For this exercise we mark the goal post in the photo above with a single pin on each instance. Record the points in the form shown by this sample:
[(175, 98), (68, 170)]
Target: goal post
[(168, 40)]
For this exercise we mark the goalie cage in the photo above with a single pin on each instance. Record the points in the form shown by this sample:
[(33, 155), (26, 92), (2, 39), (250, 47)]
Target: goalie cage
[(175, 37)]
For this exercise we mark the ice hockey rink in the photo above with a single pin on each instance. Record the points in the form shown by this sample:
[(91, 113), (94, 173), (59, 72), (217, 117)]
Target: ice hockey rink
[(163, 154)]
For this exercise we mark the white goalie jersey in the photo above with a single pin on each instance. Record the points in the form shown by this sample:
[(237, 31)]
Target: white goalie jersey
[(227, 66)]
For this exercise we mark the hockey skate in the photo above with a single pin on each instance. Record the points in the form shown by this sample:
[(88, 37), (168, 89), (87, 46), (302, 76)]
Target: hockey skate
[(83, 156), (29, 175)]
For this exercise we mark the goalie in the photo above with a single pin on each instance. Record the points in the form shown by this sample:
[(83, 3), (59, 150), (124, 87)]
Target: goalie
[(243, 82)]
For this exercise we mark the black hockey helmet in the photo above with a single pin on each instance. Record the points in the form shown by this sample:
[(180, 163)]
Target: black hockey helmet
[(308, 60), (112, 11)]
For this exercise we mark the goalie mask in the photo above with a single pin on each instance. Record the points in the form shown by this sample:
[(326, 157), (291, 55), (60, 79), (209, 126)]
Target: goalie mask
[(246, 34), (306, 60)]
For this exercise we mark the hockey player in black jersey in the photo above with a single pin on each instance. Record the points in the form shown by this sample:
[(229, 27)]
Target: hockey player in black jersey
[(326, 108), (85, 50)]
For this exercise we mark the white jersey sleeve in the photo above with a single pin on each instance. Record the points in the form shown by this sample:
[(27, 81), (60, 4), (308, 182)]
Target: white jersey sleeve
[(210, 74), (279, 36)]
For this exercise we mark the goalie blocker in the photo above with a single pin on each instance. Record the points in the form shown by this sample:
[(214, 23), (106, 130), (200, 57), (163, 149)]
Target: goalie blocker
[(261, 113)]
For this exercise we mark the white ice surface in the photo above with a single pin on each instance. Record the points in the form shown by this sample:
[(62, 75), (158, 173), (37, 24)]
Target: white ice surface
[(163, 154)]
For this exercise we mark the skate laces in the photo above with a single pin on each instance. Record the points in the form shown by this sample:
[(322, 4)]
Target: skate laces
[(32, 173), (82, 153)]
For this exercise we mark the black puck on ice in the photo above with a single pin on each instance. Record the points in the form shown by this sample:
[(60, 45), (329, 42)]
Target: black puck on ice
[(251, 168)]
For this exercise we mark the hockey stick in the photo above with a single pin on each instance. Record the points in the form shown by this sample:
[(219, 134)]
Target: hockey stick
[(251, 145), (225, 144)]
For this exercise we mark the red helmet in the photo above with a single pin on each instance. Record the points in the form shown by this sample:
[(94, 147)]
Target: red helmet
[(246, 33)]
§ §
● **PROBLEM DETAILS**: Return, without alteration, the lines of the entries above from the one containing "For this exercise we mark the hockey stick" through the one containing "[(251, 145), (225, 144)]", including both of those lines.

● **WRITTEN REPLY**:
For this exercise we mark the hockey stick in the photo above with a single pin on each instance. Record the points in the form shown by this sample:
[(219, 134)]
Target: hockey stick
[(251, 145), (225, 144)]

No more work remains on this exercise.